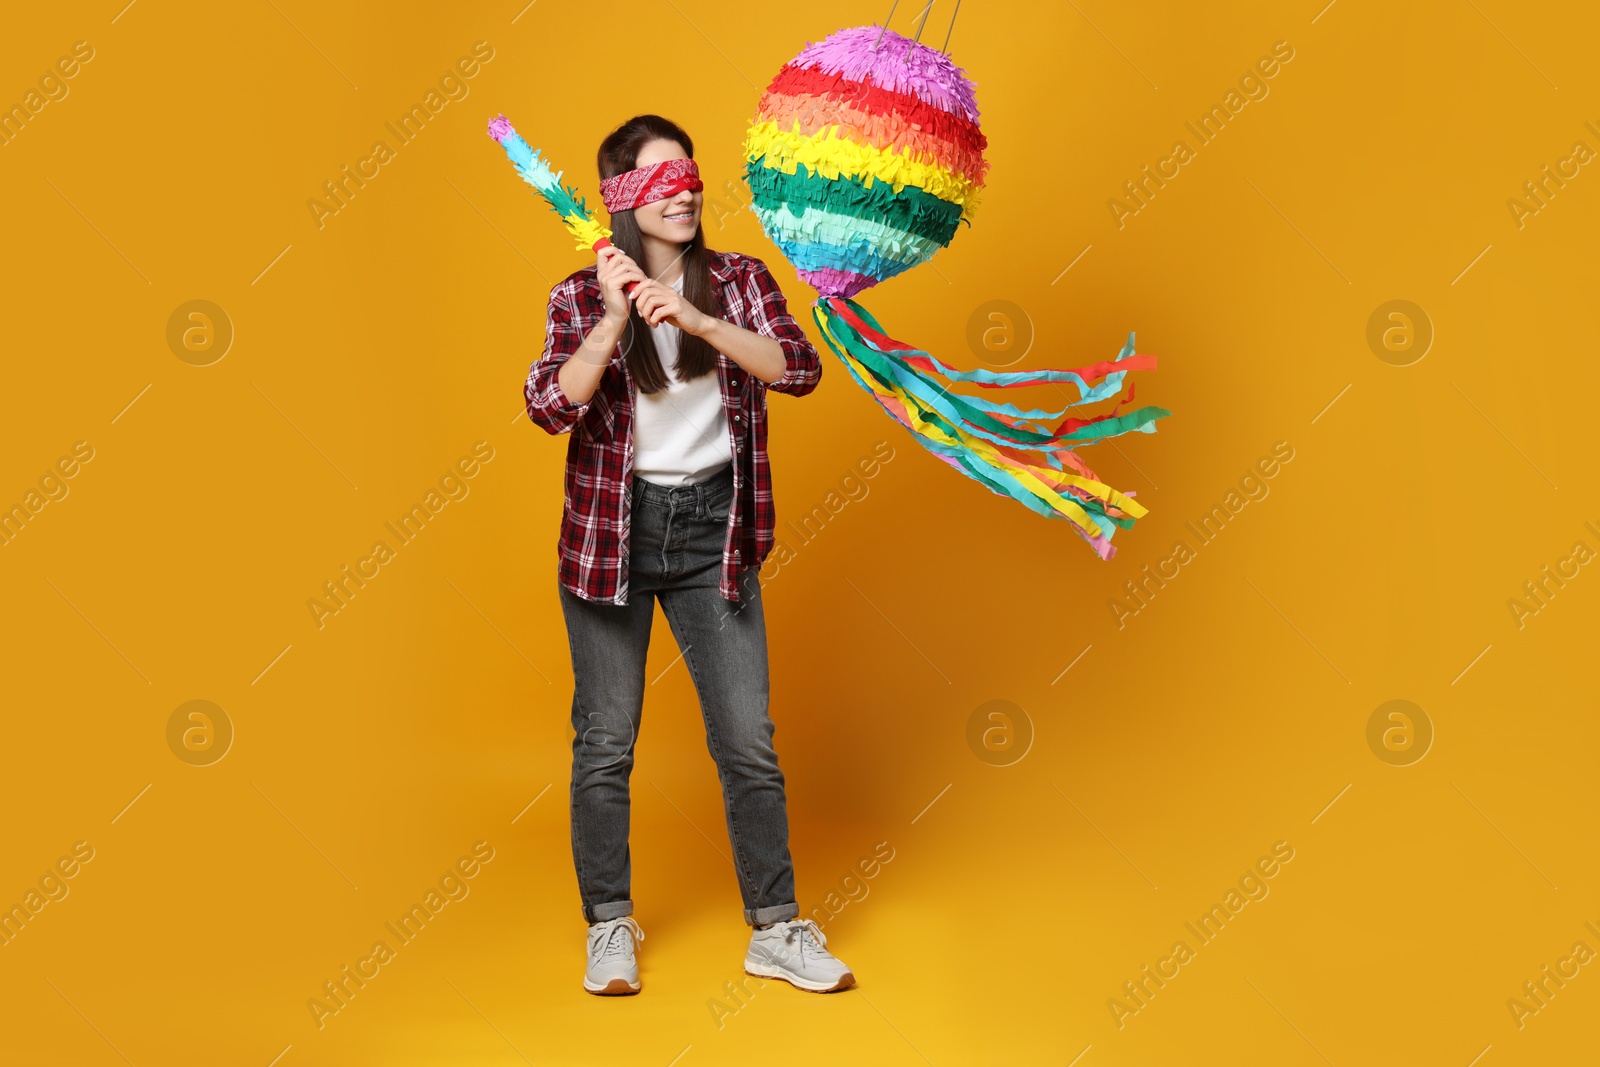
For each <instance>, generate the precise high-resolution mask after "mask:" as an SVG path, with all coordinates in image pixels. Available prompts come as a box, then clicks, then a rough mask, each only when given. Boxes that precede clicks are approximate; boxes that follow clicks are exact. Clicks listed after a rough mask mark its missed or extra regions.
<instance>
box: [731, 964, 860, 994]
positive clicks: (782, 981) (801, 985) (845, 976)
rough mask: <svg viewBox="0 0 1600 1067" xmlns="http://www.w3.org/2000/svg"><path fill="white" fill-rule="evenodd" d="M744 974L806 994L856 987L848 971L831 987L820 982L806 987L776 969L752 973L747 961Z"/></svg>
mask: <svg viewBox="0 0 1600 1067" xmlns="http://www.w3.org/2000/svg"><path fill="white" fill-rule="evenodd" d="M744 973H746V974H750V976H752V977H771V979H778V981H779V982H789V984H790V985H794V987H795V989H798V990H802V992H806V993H842V992H845V990H846V989H854V987H856V976H854V974H851V973H850V971H845V973H843V974H840V976H838V981H837V982H834V984H832V985H822V984H821V982H818V984H814V985H806V984H803V982H800V981H795V979H794V977H790V976H789V974H786V973H784V971H779V969H776V968H773V969H771V971H752V969H750V963H749V961H746V963H744Z"/></svg>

* * *

Task: From the first line through the line with "positive clicks: (782, 981)", output those lines of the entries above exactly, and nothing else, with the pictures left out.

Result:
For each <instance>, generate the precise high-resolution mask after "mask:" as an SVG path, with all coordinates in image pixels. Available prompts come as a box, then clicks, then a rough mask, each only when given. Boxes that precede clicks are approximate; boxes that follow clicks are exact. Clicks listed after a rough mask mark its missed or extra regions.
<instance>
box: [731, 964, 860, 994]
positive clicks: (782, 981) (801, 985) (845, 976)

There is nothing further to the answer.